§ Set task: Count the rows below that contain the string "window", treating uppercase and lowercase letters as distinct. Reply with the number alone.

§ Information given:
Begin

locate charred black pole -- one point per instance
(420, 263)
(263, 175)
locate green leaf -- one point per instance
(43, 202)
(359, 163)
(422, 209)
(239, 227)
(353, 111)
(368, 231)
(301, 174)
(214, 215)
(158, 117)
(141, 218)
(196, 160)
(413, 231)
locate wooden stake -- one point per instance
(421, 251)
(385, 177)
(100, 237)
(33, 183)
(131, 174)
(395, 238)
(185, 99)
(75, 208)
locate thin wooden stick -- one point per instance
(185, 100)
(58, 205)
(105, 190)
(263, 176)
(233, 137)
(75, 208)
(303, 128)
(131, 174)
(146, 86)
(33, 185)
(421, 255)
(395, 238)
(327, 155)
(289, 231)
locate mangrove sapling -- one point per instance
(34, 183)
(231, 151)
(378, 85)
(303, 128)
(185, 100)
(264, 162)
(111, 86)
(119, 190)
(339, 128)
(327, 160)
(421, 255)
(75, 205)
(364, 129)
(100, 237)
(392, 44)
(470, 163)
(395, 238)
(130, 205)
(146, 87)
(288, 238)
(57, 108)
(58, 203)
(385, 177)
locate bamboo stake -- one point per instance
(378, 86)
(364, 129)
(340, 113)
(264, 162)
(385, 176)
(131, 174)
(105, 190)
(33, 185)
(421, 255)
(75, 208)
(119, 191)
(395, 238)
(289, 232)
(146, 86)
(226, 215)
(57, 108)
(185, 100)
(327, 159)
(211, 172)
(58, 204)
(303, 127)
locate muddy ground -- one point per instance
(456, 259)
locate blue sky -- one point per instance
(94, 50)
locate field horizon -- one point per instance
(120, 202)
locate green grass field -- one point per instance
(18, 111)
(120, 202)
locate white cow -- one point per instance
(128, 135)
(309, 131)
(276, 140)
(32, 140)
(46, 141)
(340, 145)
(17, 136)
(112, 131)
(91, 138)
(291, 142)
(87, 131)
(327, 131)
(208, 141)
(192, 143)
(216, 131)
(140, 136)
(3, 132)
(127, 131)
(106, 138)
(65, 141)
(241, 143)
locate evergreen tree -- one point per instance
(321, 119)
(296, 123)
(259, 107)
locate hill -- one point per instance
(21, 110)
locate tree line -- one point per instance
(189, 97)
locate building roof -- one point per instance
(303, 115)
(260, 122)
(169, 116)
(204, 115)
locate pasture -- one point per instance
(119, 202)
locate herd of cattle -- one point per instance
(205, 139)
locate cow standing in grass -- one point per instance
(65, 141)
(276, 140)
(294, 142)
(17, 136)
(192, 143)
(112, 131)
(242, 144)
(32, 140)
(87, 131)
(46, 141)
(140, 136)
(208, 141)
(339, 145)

End
Begin

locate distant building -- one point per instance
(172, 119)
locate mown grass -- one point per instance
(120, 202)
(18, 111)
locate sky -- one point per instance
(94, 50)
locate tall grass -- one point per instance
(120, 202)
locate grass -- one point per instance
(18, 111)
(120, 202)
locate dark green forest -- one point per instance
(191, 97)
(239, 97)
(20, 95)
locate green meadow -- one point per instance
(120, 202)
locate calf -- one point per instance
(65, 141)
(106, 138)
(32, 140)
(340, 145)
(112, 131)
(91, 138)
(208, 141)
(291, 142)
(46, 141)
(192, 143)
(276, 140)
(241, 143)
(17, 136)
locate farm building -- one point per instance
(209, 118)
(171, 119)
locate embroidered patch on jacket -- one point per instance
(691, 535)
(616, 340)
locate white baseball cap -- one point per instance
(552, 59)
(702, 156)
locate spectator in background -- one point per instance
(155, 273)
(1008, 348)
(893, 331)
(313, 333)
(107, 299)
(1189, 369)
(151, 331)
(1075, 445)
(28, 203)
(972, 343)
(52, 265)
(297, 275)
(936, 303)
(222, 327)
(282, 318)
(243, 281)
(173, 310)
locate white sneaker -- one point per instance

End
Begin

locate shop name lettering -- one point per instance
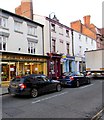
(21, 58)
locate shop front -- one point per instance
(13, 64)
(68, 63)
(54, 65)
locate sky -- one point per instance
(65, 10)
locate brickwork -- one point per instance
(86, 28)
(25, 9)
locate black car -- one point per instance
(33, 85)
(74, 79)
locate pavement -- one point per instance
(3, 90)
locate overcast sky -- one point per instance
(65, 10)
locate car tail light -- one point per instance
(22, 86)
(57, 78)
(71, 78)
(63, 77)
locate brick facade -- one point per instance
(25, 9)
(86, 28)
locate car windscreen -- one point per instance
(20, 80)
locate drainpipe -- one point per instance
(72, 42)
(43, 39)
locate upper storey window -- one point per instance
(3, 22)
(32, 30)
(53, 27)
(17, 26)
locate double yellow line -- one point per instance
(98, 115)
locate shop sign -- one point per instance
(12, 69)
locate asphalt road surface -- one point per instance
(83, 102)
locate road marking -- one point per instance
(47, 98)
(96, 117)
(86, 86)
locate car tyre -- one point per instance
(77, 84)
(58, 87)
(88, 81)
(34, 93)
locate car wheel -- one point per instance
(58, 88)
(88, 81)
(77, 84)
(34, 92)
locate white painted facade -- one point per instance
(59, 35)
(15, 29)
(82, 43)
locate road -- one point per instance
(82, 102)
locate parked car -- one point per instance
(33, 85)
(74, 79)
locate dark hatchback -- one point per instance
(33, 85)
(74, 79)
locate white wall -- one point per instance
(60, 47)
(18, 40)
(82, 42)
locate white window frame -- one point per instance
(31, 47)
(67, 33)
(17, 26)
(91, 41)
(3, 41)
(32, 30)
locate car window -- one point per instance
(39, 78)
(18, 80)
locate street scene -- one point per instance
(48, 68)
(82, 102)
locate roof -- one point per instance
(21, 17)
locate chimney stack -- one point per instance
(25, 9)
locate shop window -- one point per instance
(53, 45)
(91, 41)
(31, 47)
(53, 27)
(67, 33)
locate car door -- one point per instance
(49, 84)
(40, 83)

End

§ The response: 4